— Begin —

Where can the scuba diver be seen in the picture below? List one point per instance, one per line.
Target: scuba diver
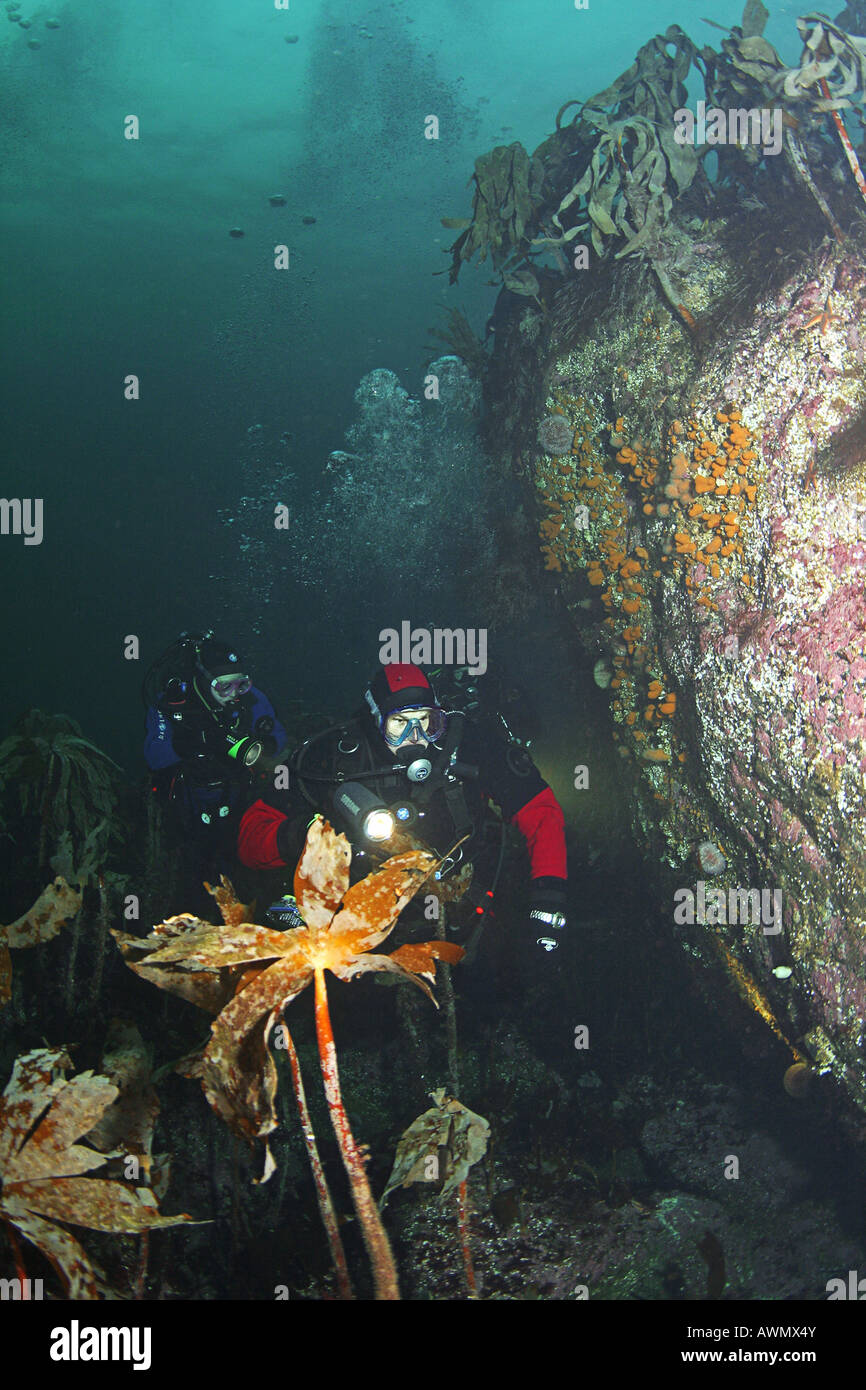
(406, 772)
(207, 729)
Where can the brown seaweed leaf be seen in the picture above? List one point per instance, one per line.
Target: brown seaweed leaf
(42, 1116)
(127, 1123)
(239, 1075)
(53, 908)
(341, 926)
(449, 1130)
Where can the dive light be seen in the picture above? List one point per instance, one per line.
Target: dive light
(246, 751)
(364, 811)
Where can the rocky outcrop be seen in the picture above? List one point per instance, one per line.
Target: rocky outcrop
(706, 530)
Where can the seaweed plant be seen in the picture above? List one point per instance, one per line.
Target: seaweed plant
(42, 1119)
(342, 925)
(63, 780)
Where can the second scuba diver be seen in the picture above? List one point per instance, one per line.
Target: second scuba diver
(403, 766)
(207, 727)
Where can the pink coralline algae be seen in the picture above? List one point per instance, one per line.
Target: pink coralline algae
(555, 434)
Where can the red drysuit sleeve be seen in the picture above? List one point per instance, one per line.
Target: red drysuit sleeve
(542, 824)
(257, 837)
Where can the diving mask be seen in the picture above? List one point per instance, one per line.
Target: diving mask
(416, 724)
(230, 687)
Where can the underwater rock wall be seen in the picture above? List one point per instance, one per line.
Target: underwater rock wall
(701, 503)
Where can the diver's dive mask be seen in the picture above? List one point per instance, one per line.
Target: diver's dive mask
(414, 724)
(228, 688)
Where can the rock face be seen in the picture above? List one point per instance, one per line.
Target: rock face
(713, 506)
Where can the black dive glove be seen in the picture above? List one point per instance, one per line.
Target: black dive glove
(548, 911)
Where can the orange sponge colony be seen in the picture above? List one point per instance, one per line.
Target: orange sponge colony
(705, 488)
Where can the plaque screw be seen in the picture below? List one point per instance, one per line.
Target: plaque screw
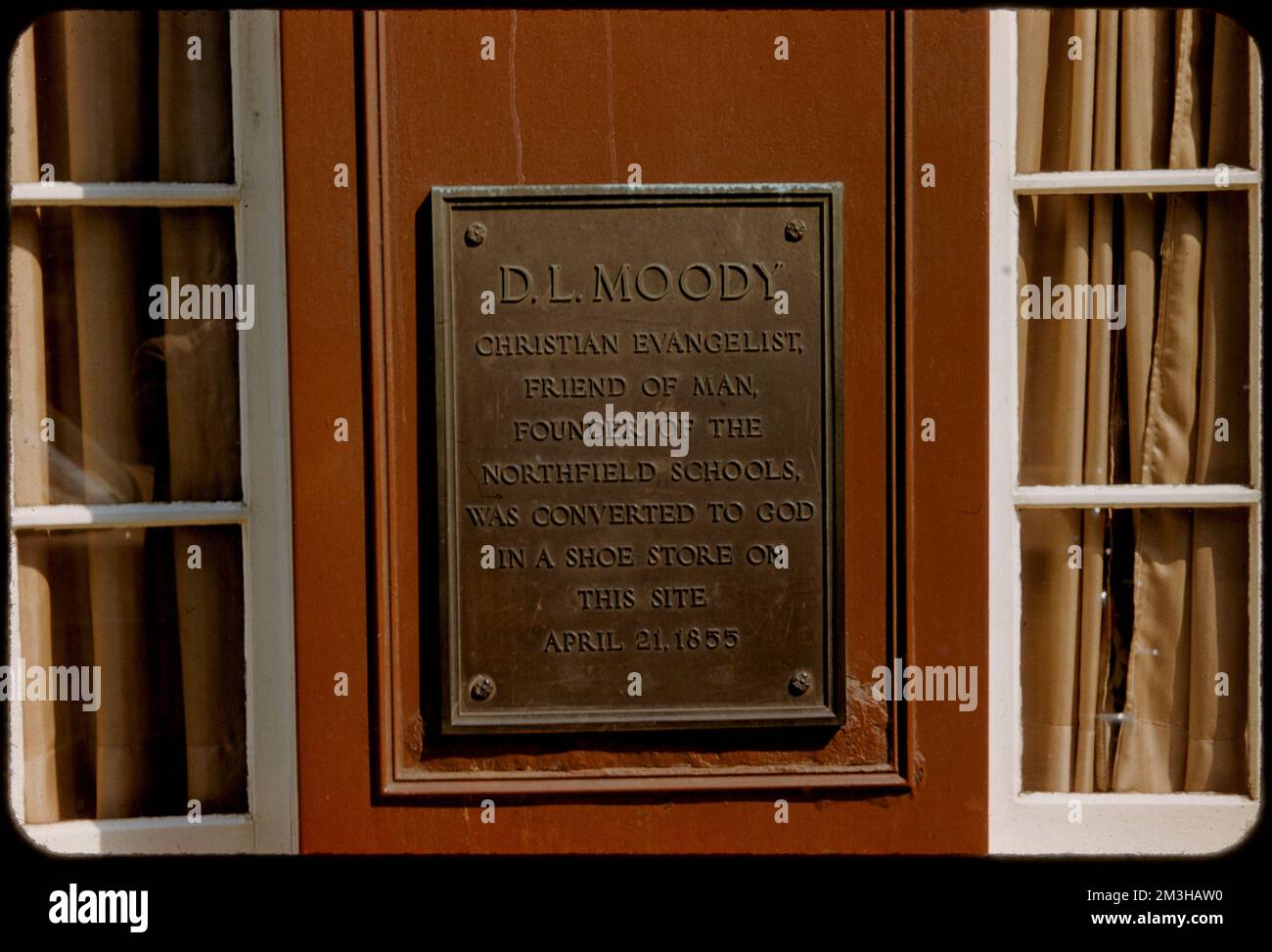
(481, 688)
(800, 681)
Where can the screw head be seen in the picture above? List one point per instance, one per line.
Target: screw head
(481, 688)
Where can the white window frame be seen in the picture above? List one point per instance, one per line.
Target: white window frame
(1111, 822)
(265, 513)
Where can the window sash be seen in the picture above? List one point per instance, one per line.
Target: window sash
(1038, 822)
(255, 199)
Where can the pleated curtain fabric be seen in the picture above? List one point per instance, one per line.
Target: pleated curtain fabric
(1150, 89)
(102, 113)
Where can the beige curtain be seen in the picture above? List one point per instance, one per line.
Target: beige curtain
(140, 410)
(1149, 89)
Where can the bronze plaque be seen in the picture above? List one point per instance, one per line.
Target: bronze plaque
(637, 414)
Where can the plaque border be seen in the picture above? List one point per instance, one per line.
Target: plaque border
(828, 200)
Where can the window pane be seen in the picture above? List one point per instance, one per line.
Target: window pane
(118, 97)
(113, 405)
(1135, 633)
(1133, 339)
(132, 675)
(1131, 89)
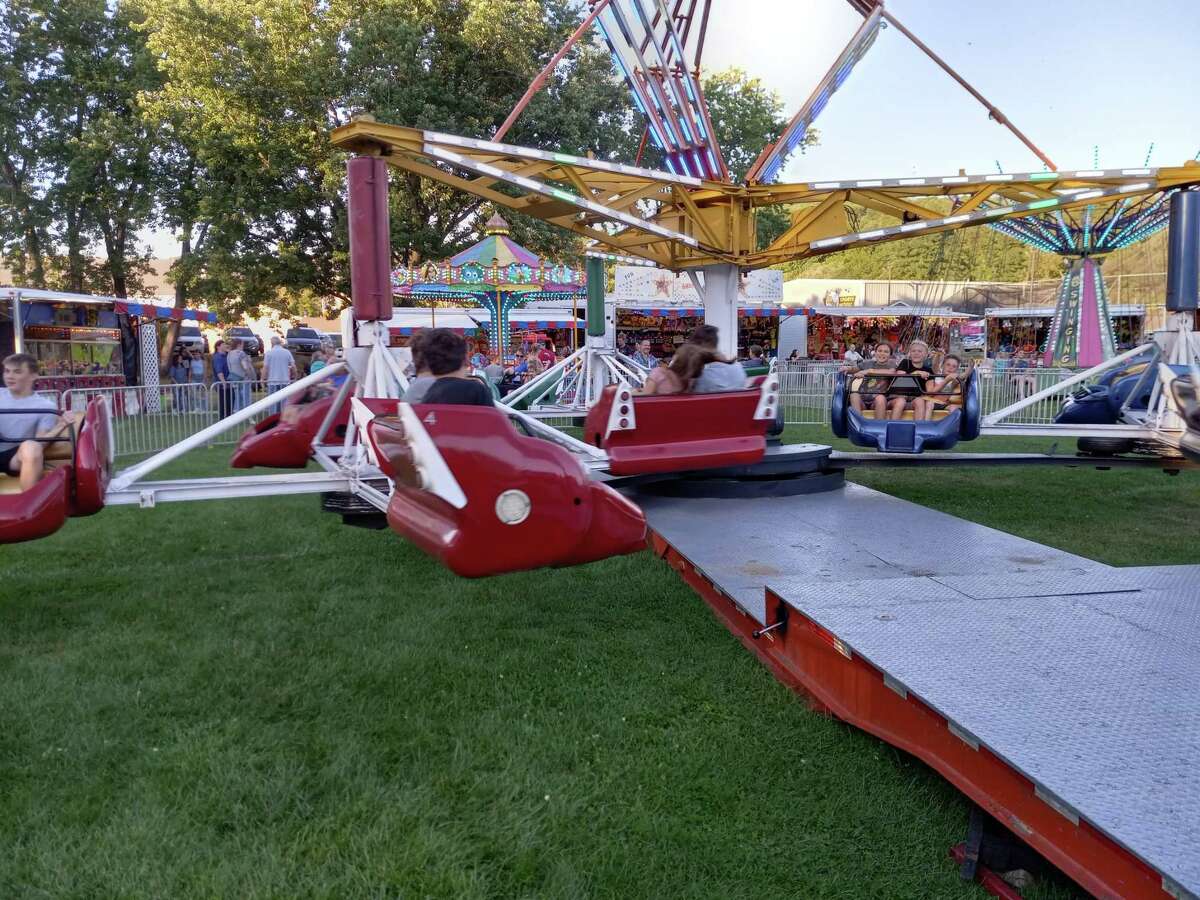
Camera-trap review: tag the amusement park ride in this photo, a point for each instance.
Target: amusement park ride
(496, 490)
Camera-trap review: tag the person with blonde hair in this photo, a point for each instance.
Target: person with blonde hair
(682, 373)
(903, 390)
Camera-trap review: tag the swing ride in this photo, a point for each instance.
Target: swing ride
(921, 647)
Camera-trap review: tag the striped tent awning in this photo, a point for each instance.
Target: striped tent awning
(165, 312)
(745, 312)
(408, 330)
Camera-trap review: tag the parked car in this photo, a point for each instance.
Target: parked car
(304, 340)
(190, 339)
(250, 341)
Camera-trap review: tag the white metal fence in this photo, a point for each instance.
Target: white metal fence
(149, 419)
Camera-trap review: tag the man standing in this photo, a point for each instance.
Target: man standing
(23, 415)
(720, 375)
(642, 355)
(221, 378)
(279, 366)
(445, 354)
(495, 371)
(240, 373)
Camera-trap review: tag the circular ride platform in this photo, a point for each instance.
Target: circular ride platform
(785, 471)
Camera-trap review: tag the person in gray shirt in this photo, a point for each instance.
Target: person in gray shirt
(495, 371)
(23, 415)
(720, 375)
(419, 385)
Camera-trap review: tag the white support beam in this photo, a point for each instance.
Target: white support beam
(150, 493)
(132, 474)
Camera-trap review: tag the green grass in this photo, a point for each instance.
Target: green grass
(247, 699)
(1120, 516)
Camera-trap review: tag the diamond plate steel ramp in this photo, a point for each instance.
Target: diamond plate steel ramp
(1092, 697)
(852, 534)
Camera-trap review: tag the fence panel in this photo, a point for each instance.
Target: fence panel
(149, 419)
(231, 397)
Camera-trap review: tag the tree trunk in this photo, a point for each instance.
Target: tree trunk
(168, 345)
(75, 250)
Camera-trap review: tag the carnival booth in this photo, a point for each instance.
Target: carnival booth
(834, 329)
(497, 276)
(1027, 328)
(666, 328)
(84, 341)
(531, 328)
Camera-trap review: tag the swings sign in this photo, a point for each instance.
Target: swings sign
(636, 282)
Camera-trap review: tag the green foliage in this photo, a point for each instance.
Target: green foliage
(76, 155)
(747, 115)
(256, 88)
(964, 255)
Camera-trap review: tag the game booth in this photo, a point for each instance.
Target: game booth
(81, 340)
(834, 329)
(1027, 328)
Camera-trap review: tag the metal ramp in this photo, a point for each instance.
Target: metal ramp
(1057, 693)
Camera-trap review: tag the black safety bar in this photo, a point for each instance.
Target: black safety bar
(960, 384)
(70, 432)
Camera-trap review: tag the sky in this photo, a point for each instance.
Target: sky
(1071, 75)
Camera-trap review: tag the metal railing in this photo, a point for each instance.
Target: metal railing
(150, 419)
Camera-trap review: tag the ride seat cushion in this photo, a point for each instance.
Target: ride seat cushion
(677, 432)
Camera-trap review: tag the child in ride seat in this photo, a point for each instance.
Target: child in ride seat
(445, 354)
(685, 367)
(904, 390)
(941, 391)
(877, 371)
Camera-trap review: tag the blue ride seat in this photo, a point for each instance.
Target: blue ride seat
(959, 421)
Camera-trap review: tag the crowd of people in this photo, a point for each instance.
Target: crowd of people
(921, 381)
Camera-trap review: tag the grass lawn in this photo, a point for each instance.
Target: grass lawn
(247, 699)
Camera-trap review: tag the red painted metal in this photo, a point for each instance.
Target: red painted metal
(276, 444)
(39, 511)
(807, 657)
(988, 880)
(676, 432)
(370, 238)
(91, 463)
(570, 520)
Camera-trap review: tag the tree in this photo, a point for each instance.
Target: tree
(253, 88)
(747, 117)
(75, 151)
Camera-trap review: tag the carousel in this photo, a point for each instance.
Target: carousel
(499, 276)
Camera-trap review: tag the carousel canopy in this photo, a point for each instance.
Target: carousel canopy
(409, 321)
(526, 319)
(496, 264)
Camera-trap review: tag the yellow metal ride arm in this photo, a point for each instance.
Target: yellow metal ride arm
(681, 222)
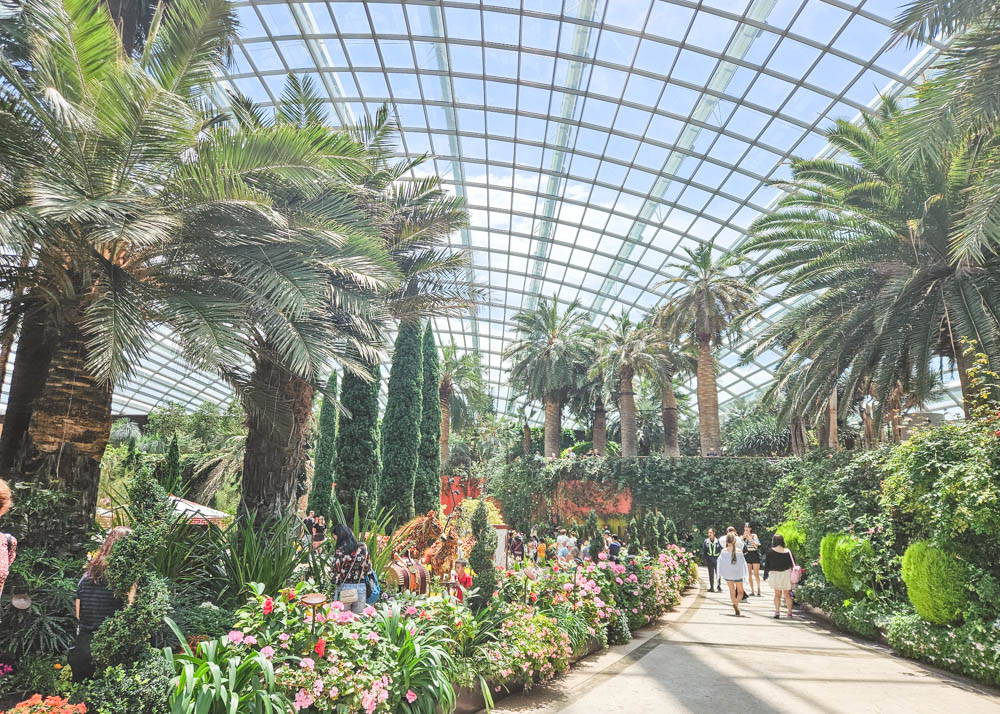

— End —

Rescale the rows from the line that contains "Camera-trap review: tag the grass" through the end of the rows, giving every line again with each coordinate in the answer points multiplied by 2.5 and rounded to a whole number, halves rounded up, while all other text stays unchanged. Leave the pictures out.

Camera-trap review: tag the grass lawn in this photo, a point for each instance.
Target: grass lawn
(618, 1748)
Camera-trap review: tag the red painted metal in this photo, a point for each instance.
Target: red painted metal
(690, 1110)
(98, 1278)
(2018, 1643)
(2470, 2200)
(1690, 1080)
(925, 595)
(228, 1158)
(1425, 1300)
Camera-trap review: tag the tree in this photo, a point for each instance.
Target: tree
(633, 220)
(1868, 293)
(188, 378)
Camera-trap review: tag the carousel in this photo, a point for each instance.
Target: carousel
(1248, 690)
Camera-trap review: tag the carousel canopy in this photo, a point for each instance.
Target: carousel canopy
(1023, 803)
(1315, 798)
(1240, 660)
Camera-trap review: tag the yellow metal ride arm in this photo, a point for each instance.
Target: yellow metal ride arm
(1703, 555)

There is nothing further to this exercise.